> REQUEST
Rewrite the data between the lines holding "of the <item>wood" and "193L47 182L47 101L15", inclusive, with "simplified polygon" replaced by "rough polygon" and nothing else altered.

> PROVIDED DATA
START

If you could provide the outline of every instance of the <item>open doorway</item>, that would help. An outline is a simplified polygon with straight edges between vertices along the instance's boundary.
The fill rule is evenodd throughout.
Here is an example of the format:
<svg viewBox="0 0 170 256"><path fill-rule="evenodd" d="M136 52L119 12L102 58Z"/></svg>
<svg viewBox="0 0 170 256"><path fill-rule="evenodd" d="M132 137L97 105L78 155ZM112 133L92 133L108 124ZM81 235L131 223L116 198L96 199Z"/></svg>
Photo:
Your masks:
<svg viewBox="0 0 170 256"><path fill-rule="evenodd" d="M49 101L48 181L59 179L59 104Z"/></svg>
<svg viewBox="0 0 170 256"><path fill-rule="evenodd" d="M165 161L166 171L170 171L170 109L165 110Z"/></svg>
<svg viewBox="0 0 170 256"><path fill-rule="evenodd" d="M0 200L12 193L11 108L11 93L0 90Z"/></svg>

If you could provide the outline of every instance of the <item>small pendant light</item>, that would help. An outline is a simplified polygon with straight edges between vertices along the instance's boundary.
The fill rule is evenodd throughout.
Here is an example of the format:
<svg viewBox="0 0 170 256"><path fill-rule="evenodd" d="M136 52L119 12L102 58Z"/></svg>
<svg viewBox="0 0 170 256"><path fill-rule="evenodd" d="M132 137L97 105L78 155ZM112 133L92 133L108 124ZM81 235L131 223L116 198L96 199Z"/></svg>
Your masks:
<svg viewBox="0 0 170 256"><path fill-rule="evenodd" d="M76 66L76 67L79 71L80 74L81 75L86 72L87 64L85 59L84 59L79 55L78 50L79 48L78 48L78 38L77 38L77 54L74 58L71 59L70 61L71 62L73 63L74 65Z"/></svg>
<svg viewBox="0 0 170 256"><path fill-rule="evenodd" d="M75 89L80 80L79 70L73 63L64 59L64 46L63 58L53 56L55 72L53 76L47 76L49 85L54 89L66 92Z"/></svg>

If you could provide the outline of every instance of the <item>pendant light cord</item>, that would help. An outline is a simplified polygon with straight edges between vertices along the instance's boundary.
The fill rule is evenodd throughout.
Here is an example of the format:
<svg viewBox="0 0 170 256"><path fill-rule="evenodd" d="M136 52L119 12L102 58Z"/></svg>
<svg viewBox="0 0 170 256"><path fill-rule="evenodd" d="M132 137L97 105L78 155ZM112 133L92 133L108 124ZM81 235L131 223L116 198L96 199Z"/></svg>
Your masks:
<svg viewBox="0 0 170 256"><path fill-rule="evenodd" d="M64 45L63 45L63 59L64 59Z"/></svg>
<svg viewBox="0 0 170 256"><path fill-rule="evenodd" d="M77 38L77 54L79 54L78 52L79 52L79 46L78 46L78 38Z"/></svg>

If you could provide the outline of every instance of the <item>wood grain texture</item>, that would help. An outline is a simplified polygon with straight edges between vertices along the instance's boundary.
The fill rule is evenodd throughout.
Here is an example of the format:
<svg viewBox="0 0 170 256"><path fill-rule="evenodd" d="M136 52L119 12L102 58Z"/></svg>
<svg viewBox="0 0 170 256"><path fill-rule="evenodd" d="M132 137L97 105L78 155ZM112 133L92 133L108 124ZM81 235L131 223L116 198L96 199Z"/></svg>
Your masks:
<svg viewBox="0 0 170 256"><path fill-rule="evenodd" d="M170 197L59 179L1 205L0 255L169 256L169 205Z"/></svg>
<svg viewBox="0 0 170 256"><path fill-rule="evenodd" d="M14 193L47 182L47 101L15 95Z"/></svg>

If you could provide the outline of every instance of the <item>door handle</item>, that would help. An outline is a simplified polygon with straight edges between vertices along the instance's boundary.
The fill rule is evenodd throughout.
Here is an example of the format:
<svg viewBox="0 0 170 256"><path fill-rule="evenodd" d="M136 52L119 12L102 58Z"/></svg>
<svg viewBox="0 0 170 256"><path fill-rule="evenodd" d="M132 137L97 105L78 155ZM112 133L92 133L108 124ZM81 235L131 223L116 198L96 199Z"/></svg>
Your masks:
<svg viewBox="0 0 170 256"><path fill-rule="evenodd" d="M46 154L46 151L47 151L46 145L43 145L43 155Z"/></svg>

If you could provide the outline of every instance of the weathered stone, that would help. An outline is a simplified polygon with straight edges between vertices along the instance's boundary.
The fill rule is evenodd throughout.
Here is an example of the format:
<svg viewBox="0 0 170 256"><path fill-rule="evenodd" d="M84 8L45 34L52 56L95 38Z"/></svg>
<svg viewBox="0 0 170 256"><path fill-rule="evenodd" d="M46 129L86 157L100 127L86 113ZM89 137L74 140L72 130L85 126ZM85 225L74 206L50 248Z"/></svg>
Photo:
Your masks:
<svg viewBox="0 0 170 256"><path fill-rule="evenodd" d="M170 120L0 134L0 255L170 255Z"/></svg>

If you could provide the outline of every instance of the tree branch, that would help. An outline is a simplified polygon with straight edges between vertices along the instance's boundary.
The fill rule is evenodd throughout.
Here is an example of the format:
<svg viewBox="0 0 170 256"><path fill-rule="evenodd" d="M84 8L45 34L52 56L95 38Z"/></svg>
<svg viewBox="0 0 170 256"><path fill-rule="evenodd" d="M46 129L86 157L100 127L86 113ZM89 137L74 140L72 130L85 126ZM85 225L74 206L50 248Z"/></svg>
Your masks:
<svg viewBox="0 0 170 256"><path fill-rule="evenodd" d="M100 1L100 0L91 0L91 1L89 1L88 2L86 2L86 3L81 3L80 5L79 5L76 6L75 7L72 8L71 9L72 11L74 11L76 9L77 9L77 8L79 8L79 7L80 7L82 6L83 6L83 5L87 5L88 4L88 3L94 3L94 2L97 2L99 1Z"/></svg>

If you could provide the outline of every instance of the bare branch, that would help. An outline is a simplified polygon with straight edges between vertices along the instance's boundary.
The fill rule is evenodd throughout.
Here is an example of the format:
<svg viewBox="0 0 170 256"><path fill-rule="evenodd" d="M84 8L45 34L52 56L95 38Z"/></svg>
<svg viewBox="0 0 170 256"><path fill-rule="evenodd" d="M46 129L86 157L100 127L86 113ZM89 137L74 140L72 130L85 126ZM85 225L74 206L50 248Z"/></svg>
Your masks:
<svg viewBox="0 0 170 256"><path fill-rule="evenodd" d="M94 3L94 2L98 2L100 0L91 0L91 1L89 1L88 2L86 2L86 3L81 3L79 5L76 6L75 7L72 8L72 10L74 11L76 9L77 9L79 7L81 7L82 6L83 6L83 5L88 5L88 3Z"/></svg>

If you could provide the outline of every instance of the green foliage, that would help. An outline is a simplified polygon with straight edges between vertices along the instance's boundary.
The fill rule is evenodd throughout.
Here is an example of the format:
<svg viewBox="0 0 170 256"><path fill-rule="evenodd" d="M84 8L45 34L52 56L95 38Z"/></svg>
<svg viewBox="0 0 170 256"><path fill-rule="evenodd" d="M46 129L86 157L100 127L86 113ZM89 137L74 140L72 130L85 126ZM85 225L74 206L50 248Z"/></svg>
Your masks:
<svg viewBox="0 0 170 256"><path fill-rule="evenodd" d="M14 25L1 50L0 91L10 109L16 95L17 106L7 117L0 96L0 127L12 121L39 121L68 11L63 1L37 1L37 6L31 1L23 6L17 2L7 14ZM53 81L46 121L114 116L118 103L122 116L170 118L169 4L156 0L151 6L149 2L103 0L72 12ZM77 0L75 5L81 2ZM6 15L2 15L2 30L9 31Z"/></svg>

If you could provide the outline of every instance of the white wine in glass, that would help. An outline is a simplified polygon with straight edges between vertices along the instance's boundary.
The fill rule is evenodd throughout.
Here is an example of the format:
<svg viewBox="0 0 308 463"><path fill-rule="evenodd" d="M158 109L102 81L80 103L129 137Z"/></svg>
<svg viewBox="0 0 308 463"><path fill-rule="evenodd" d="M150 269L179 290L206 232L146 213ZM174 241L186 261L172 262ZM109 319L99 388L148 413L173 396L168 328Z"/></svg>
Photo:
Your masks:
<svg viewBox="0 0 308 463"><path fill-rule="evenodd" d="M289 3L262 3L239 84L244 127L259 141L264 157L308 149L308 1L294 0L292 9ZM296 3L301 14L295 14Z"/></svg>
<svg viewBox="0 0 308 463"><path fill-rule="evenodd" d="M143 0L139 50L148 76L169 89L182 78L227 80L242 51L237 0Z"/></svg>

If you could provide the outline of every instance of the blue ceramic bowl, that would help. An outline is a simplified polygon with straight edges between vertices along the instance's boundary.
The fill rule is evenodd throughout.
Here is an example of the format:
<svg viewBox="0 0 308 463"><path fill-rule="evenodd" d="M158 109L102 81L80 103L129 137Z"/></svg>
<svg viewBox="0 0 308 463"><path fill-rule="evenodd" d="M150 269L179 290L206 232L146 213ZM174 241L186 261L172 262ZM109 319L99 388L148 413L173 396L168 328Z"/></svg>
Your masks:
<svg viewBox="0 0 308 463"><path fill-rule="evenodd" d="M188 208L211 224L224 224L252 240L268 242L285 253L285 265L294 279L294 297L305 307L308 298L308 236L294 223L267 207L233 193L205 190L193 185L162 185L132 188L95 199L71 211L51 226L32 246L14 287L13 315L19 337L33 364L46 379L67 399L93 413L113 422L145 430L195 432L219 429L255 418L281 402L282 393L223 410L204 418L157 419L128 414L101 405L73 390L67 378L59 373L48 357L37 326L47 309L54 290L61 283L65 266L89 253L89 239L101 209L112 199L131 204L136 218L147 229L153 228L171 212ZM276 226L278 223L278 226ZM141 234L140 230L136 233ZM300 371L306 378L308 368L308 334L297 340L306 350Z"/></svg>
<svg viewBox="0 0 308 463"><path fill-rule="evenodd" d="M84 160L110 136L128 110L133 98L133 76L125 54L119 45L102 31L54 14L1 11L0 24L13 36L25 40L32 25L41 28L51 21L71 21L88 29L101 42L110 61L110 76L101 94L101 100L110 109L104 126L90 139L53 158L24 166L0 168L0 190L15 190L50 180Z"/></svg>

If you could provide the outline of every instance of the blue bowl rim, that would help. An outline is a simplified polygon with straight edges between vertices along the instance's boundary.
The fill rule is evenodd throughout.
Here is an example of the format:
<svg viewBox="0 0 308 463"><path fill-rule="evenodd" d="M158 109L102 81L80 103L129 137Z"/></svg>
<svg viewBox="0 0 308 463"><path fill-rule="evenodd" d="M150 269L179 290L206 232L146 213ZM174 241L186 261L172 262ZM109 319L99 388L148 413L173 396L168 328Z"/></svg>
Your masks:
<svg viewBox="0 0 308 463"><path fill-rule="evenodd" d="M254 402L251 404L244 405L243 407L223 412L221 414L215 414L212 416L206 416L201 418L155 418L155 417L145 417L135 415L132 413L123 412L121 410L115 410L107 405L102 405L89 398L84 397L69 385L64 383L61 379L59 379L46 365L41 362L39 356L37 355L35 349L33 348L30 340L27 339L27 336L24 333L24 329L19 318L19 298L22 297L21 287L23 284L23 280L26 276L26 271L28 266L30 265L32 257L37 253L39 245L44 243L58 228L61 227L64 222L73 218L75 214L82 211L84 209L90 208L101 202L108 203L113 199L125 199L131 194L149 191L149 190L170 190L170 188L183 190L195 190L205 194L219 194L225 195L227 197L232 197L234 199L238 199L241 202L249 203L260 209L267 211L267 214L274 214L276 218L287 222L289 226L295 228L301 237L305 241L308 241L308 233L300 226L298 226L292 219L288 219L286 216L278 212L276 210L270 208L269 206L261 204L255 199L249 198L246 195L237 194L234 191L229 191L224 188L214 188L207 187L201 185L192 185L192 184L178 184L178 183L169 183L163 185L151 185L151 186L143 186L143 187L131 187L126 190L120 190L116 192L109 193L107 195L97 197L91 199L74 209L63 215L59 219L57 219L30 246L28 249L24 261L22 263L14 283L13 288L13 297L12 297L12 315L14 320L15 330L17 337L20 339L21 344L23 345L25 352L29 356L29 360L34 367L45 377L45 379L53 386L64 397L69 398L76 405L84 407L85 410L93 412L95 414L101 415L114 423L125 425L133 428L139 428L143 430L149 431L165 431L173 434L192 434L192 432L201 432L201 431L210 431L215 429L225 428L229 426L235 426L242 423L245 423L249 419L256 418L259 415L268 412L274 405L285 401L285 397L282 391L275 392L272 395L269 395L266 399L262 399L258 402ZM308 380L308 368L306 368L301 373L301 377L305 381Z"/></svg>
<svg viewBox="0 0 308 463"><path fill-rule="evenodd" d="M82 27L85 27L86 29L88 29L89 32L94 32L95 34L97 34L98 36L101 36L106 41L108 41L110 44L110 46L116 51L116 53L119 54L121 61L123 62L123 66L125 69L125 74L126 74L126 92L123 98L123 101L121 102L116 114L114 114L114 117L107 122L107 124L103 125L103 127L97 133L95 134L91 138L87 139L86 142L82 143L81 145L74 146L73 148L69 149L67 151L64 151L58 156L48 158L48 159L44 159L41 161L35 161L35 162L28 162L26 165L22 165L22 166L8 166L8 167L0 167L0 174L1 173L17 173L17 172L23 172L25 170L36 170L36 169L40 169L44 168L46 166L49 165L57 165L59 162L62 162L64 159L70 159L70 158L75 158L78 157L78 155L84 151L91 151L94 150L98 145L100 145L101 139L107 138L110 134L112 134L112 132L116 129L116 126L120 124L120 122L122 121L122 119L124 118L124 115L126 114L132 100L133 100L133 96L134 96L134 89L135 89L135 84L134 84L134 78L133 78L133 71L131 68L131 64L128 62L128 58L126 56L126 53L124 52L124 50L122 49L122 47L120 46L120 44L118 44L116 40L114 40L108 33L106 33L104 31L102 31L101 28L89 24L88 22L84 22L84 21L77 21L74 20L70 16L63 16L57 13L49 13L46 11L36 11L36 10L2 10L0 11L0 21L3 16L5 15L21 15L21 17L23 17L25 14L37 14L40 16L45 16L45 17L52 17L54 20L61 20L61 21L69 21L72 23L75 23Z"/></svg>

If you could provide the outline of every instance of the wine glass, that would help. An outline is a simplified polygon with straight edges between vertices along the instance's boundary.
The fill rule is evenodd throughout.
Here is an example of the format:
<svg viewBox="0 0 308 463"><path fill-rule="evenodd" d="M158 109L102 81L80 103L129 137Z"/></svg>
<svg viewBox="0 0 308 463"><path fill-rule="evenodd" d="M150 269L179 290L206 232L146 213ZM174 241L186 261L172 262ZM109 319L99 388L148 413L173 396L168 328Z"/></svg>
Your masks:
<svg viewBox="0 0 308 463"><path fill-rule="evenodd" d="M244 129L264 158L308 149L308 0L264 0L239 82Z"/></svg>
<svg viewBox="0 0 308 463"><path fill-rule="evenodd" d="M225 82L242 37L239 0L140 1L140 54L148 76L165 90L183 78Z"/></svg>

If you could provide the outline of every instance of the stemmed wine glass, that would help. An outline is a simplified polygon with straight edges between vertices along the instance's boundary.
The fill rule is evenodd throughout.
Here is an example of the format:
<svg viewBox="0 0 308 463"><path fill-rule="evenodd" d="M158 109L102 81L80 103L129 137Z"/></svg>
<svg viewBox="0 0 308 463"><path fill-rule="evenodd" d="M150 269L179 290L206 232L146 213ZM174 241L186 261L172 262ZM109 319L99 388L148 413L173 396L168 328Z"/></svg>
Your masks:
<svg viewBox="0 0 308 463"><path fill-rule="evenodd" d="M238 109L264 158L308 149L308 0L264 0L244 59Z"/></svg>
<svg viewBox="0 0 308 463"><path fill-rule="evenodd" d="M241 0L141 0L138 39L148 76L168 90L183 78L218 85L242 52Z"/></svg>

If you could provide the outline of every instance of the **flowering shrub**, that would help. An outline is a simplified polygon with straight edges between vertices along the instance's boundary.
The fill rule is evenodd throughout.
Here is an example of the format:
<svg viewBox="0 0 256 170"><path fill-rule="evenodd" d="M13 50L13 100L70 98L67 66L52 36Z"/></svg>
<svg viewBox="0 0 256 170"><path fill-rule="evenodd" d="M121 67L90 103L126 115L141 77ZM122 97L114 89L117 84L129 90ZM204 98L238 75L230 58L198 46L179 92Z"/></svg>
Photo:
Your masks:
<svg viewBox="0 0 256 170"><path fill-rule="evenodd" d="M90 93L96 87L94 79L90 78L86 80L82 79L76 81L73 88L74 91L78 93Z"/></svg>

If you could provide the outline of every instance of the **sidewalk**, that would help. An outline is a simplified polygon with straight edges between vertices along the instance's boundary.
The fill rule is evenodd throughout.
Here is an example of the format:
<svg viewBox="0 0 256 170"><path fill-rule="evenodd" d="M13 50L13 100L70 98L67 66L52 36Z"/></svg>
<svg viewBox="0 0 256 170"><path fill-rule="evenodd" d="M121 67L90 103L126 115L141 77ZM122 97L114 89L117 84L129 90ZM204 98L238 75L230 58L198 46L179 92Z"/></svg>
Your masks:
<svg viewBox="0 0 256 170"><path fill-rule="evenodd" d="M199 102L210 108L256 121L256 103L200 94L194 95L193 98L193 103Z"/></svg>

END

> EXPECTED OUTPUT
If you could provide the outline of every instance of the <item>wood grain texture</item>, that would help. An outline is a rough polygon with straight edges between vertices along the instance's boundary.
The fill rule is evenodd throughout.
Here is an example of the format:
<svg viewBox="0 0 170 256"><path fill-rule="evenodd" d="M136 52L119 12L102 58Z"/></svg>
<svg viewBox="0 0 170 256"><path fill-rule="evenodd" d="M132 137L97 105L78 155ZM112 133L92 133L108 124ZM81 235L131 223L116 198L96 199Z"/></svg>
Your masks:
<svg viewBox="0 0 170 256"><path fill-rule="evenodd" d="M170 197L59 179L1 205L0 255L169 256L169 205Z"/></svg>
<svg viewBox="0 0 170 256"><path fill-rule="evenodd" d="M14 193L47 182L47 101L15 95Z"/></svg>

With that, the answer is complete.